── Data entries ──

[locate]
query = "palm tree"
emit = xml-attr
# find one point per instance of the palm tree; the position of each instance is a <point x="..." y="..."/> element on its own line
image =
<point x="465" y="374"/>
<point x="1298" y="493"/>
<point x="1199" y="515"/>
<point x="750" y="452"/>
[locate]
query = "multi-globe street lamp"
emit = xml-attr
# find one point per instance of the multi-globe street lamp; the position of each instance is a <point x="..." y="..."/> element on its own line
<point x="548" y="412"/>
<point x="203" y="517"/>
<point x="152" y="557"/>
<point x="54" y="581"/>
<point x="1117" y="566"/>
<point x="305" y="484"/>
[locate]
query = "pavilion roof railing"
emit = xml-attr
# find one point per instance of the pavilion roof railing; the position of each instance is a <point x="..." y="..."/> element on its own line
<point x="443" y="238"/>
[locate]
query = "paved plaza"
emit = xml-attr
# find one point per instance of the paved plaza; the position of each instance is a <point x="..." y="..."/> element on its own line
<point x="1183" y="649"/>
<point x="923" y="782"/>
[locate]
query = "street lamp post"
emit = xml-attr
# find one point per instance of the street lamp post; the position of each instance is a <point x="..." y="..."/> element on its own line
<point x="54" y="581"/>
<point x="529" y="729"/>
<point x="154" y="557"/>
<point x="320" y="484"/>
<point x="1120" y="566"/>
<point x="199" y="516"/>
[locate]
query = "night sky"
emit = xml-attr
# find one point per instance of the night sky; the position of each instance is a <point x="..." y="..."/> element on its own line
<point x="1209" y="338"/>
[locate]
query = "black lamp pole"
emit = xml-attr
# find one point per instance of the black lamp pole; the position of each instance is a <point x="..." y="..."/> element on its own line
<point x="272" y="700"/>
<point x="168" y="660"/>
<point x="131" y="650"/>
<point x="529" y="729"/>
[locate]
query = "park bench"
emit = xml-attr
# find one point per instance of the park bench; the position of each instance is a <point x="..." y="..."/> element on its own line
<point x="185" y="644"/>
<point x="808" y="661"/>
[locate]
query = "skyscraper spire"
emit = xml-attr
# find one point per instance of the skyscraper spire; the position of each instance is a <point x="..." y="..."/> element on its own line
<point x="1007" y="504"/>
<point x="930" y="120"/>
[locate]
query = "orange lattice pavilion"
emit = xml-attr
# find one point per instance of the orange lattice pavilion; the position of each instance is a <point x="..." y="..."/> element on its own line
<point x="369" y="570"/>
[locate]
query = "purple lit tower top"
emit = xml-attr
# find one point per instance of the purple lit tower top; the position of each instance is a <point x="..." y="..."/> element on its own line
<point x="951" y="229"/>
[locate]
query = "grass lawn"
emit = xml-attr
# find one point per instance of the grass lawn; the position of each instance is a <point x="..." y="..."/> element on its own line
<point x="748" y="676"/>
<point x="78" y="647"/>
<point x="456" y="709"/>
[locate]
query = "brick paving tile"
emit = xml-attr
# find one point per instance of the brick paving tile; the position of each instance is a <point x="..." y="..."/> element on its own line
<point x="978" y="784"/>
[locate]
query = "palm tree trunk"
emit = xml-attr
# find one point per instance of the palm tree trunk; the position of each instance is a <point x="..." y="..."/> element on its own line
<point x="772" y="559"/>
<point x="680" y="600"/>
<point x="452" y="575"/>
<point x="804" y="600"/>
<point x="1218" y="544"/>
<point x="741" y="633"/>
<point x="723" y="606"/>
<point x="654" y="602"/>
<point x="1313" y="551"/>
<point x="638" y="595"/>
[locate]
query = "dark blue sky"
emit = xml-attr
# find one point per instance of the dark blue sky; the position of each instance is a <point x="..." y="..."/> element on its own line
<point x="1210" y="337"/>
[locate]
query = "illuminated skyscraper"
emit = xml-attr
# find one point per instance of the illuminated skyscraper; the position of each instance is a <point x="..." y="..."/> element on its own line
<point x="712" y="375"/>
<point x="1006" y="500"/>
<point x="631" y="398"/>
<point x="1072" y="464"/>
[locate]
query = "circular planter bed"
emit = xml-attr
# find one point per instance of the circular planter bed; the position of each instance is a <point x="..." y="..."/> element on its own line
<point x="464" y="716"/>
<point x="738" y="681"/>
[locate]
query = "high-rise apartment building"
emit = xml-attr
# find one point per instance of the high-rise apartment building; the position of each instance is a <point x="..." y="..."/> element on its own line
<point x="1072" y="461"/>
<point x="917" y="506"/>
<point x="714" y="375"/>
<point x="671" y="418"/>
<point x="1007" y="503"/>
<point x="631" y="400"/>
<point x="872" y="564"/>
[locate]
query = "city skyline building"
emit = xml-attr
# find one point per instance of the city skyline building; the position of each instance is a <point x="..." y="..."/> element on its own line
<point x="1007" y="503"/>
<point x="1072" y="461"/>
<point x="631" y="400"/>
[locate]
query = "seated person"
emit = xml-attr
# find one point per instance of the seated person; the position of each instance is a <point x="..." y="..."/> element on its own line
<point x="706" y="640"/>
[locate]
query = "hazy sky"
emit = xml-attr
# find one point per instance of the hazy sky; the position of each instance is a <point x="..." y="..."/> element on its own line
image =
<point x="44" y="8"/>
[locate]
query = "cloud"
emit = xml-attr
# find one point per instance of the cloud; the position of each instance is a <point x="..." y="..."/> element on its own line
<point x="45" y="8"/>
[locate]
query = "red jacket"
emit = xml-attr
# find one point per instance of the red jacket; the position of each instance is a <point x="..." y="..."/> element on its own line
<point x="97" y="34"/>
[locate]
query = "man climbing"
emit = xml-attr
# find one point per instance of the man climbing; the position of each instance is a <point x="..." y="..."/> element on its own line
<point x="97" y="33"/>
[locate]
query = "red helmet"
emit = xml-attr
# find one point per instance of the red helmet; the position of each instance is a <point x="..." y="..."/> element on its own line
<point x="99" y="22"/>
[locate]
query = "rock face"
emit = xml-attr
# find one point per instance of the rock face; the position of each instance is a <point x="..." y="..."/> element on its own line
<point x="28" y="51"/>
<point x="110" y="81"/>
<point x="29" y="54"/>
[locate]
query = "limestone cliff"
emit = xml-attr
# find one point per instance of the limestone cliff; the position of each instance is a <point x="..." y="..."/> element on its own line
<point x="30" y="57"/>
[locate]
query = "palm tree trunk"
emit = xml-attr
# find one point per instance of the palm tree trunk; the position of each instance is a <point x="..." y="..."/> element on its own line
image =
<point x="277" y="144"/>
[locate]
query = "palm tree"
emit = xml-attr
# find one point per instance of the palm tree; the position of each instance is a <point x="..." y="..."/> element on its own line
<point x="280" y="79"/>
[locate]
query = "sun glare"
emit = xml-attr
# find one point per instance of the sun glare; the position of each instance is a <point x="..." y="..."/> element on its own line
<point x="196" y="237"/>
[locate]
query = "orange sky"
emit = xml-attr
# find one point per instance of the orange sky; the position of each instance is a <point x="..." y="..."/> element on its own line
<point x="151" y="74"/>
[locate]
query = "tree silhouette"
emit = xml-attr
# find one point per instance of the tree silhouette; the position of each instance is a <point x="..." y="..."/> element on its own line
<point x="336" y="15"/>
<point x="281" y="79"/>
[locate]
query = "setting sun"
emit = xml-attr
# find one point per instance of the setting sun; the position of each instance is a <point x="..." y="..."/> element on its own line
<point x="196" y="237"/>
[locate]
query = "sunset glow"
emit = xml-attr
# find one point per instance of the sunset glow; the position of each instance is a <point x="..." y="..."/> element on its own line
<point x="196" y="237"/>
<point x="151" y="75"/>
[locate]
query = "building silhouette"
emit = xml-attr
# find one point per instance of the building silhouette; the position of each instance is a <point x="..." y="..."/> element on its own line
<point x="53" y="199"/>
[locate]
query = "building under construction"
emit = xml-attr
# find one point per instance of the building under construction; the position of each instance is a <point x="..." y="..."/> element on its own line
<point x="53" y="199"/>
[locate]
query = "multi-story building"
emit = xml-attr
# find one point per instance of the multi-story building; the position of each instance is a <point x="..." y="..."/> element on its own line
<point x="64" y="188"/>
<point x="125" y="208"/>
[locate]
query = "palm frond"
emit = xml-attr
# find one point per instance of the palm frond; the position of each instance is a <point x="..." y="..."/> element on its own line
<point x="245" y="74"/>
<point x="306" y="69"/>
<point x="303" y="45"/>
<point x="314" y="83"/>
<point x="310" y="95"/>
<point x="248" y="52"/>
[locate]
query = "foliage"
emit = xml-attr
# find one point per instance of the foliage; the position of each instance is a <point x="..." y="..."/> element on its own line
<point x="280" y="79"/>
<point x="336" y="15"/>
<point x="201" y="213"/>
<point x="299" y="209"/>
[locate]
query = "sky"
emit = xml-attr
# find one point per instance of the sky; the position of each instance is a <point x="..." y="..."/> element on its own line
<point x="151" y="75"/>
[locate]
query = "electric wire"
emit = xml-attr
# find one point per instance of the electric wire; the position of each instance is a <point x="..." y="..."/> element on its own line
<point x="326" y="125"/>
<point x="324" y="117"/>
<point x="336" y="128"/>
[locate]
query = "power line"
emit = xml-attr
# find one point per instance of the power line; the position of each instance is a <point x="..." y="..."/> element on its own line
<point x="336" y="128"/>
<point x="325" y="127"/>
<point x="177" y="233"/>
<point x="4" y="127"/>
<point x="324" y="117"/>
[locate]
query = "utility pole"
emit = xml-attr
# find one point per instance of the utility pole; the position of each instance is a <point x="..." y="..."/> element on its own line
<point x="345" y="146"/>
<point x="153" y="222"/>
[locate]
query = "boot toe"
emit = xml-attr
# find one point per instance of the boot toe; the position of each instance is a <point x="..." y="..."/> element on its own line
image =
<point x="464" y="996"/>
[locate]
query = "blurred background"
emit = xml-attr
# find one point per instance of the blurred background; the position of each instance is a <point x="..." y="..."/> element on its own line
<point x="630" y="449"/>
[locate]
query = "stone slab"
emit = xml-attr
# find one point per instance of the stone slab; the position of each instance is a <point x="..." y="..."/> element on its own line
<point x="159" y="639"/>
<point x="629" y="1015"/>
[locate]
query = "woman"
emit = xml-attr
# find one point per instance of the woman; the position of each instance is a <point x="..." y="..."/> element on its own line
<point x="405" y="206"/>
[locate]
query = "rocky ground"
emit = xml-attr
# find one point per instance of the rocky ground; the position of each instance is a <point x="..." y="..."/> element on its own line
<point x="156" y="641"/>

───

● Problem description:
Filter the lines above, keeping every one that contains the string "sunset". Copy each kept line in full.

● Exercise result:
query = "sunset glow"
# find one point per instance of the sunset glow; the position of each instance is a <point x="..." y="..."/> element on its own line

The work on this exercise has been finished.